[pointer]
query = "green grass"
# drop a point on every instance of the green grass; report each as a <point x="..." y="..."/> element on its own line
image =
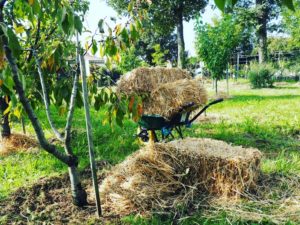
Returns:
<point x="267" y="119"/>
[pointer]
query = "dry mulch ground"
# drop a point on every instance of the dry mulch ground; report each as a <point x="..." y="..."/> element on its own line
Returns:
<point x="50" y="200"/>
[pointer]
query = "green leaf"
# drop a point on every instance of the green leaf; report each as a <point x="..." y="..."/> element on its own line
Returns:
<point x="130" y="7"/>
<point x="289" y="4"/>
<point x="220" y="4"/>
<point x="65" y="24"/>
<point x="102" y="51"/>
<point x="13" y="43"/>
<point x="94" y="47"/>
<point x="133" y="32"/>
<point x="100" y="26"/>
<point x="78" y="24"/>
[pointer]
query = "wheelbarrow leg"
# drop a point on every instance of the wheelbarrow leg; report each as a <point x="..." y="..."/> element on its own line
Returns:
<point x="178" y="129"/>
<point x="153" y="136"/>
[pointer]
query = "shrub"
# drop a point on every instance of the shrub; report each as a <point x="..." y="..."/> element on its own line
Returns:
<point x="261" y="75"/>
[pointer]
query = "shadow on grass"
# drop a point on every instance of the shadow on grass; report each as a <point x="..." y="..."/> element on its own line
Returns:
<point x="245" y="134"/>
<point x="243" y="98"/>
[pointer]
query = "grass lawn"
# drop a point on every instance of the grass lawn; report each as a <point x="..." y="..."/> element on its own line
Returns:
<point x="268" y="119"/>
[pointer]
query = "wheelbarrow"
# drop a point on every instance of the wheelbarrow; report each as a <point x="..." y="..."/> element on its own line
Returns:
<point x="150" y="124"/>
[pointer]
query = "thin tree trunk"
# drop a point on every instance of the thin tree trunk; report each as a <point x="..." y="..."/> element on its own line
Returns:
<point x="45" y="98"/>
<point x="5" y="127"/>
<point x="89" y="127"/>
<point x="180" y="40"/>
<point x="23" y="125"/>
<point x="262" y="31"/>
<point x="79" y="195"/>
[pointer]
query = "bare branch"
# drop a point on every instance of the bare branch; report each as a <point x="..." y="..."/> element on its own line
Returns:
<point x="45" y="98"/>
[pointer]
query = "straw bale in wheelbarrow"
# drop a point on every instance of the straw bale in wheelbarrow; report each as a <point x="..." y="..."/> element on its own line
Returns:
<point x="167" y="99"/>
<point x="162" y="176"/>
<point x="143" y="80"/>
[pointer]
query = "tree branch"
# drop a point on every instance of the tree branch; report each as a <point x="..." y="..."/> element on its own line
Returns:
<point x="45" y="98"/>
<point x="69" y="160"/>
<point x="71" y="112"/>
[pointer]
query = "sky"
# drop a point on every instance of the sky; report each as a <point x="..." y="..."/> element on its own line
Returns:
<point x="99" y="10"/>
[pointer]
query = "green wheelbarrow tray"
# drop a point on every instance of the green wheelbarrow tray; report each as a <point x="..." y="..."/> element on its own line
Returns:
<point x="153" y="122"/>
<point x="157" y="122"/>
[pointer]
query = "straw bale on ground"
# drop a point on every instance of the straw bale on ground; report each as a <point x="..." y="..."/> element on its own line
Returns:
<point x="16" y="143"/>
<point x="162" y="176"/>
<point x="167" y="99"/>
<point x="143" y="80"/>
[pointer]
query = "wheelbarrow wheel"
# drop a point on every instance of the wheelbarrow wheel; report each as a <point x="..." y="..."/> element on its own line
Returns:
<point x="142" y="135"/>
<point x="145" y="136"/>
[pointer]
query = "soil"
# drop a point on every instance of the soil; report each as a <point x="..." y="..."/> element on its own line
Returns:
<point x="49" y="201"/>
<point x="17" y="143"/>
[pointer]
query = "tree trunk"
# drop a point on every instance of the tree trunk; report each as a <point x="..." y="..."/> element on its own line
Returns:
<point x="180" y="40"/>
<point x="5" y="127"/>
<point x="262" y="31"/>
<point x="89" y="127"/>
<point x="78" y="193"/>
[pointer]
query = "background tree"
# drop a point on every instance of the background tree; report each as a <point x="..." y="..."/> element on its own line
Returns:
<point x="150" y="37"/>
<point x="291" y="24"/>
<point x="166" y="16"/>
<point x="215" y="43"/>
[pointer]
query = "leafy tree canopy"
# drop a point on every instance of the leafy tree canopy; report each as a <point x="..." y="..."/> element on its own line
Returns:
<point x="215" y="43"/>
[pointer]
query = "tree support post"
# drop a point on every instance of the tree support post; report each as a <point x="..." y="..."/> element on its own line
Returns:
<point x="88" y="126"/>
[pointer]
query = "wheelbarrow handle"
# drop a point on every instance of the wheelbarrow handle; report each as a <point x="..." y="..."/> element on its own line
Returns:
<point x="205" y="108"/>
<point x="216" y="101"/>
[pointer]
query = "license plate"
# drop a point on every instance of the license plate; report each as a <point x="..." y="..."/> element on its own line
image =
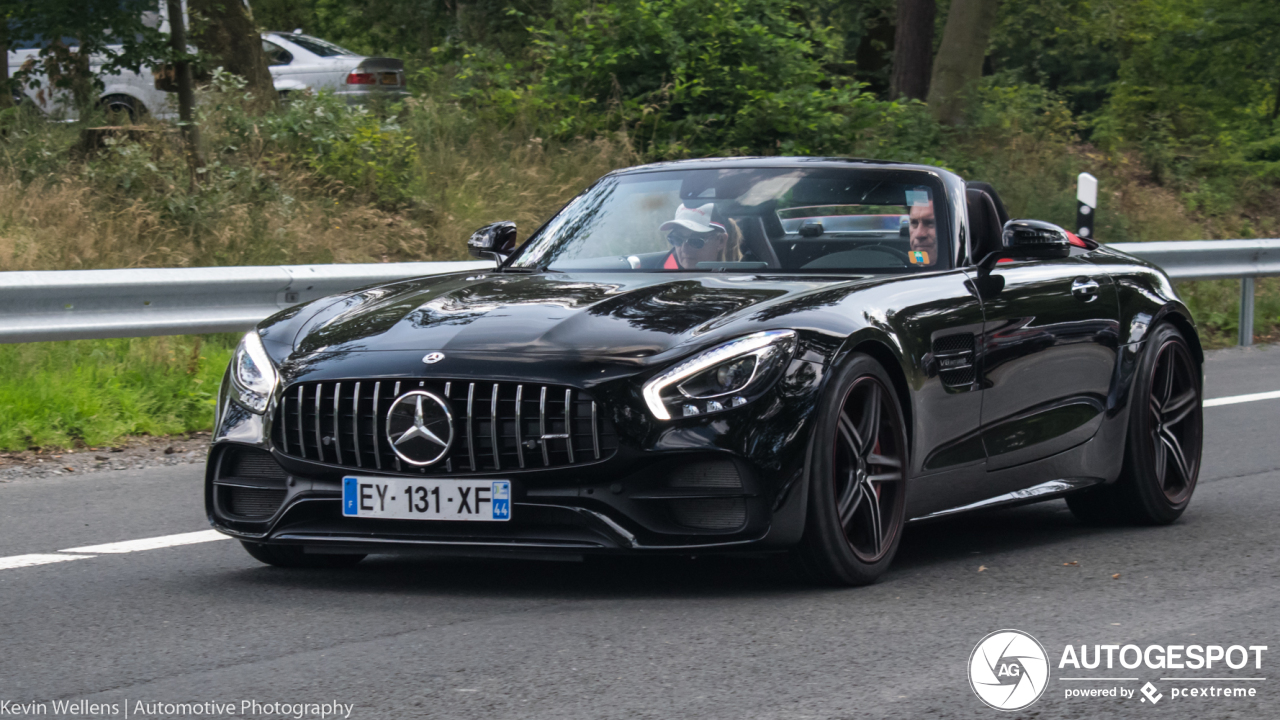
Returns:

+ + + + + + +

→ Requirements:
Report every line of the entries above that contains the string "plate", copying each one in full.

→ Worked answer:
query = "license plate"
# drop a point on every instance of the license plate; report each as a <point x="..." y="..."/> element on its own line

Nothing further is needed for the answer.